# DATA IN THIS EXERCISE
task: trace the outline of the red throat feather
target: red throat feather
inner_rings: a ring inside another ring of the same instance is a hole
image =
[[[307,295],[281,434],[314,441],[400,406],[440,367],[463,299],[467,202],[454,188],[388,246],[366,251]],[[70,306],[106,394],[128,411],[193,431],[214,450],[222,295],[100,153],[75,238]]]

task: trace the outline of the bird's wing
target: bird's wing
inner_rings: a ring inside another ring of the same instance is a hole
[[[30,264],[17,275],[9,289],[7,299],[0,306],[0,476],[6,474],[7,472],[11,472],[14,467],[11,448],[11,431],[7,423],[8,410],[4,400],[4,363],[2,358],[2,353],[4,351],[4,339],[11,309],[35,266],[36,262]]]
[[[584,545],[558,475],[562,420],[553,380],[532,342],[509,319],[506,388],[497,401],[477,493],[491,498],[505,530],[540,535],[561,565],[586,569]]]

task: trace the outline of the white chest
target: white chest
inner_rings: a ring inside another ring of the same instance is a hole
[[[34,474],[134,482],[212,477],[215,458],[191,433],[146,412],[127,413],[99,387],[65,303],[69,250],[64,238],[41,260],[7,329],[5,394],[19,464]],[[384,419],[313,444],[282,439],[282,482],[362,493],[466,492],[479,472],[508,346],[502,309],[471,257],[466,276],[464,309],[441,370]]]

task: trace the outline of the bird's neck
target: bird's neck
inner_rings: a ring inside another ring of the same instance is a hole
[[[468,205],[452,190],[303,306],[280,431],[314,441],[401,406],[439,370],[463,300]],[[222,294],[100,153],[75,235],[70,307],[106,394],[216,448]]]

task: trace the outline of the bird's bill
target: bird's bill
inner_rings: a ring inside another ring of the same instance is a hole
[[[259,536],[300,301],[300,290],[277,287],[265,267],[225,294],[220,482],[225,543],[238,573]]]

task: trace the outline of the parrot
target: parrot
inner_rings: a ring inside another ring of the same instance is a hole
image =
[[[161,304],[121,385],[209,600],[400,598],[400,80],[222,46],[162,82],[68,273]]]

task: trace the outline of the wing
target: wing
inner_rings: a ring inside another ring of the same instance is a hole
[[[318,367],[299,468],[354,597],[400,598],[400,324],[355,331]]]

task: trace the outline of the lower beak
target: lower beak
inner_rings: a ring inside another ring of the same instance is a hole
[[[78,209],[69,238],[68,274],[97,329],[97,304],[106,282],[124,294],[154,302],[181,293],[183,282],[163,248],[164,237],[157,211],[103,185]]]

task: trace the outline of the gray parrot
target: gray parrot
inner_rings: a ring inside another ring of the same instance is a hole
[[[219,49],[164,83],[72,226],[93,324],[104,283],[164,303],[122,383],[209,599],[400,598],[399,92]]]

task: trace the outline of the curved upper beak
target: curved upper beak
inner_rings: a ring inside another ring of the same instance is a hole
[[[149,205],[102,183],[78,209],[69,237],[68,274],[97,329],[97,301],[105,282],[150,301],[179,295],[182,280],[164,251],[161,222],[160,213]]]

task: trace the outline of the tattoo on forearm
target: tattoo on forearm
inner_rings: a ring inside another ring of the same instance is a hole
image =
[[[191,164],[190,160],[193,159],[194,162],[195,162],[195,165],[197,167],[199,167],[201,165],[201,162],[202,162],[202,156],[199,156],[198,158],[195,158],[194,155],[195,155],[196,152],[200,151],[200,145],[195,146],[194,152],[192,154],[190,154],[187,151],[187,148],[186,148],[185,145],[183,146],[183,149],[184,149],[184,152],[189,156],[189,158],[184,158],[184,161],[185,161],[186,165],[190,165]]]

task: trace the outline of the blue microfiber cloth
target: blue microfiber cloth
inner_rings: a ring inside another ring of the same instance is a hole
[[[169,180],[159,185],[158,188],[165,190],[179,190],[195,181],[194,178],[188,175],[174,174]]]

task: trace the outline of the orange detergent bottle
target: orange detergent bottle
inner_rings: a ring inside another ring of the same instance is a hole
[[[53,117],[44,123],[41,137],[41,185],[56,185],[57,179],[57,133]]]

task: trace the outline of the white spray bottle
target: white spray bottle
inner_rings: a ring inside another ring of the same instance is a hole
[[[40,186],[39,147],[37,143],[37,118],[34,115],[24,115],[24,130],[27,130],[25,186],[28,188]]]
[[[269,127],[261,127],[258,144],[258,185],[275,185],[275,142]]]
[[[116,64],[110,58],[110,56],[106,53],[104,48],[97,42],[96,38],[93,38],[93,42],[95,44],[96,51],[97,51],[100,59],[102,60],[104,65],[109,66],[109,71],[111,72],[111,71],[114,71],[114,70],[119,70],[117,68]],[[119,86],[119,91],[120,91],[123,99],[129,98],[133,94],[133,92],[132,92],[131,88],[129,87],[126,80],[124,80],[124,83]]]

# TASK TO COMPLETE
From the records above, repeat exactly the lines from the one with "task: trace the outline of the bird's bill" through the one with "target: gray parrot", both included.

# PROBLEM SOLUTION
task: trace the outline of the bird's bill
target: bird's bill
inner_rings: a ring inside another ring of the same instance is a hole
[[[259,536],[300,301],[300,290],[277,287],[265,267],[225,294],[220,482],[225,543],[238,573]]]

task: trace the outline of the parrot
target: parrot
inner_rings: a ring inside another ring of the same instance is a hole
image =
[[[161,304],[121,385],[209,600],[400,598],[400,80],[222,46],[162,82],[68,273]]]

task: trace the outline of the wing
target: wing
inner_rings: a ring inside another ring of the same instance is a hole
[[[318,367],[299,468],[354,597],[400,598],[400,324],[355,331]]]

task: trace the outline of the lower beak
target: lower beak
inner_rings: a ring inside another ring of the same instance is a hole
[[[78,209],[69,238],[68,274],[97,329],[97,304],[106,282],[124,294],[154,302],[181,293],[183,282],[163,248],[164,237],[157,211],[103,185]]]

task: trace the outline of the gray parrot
target: gray parrot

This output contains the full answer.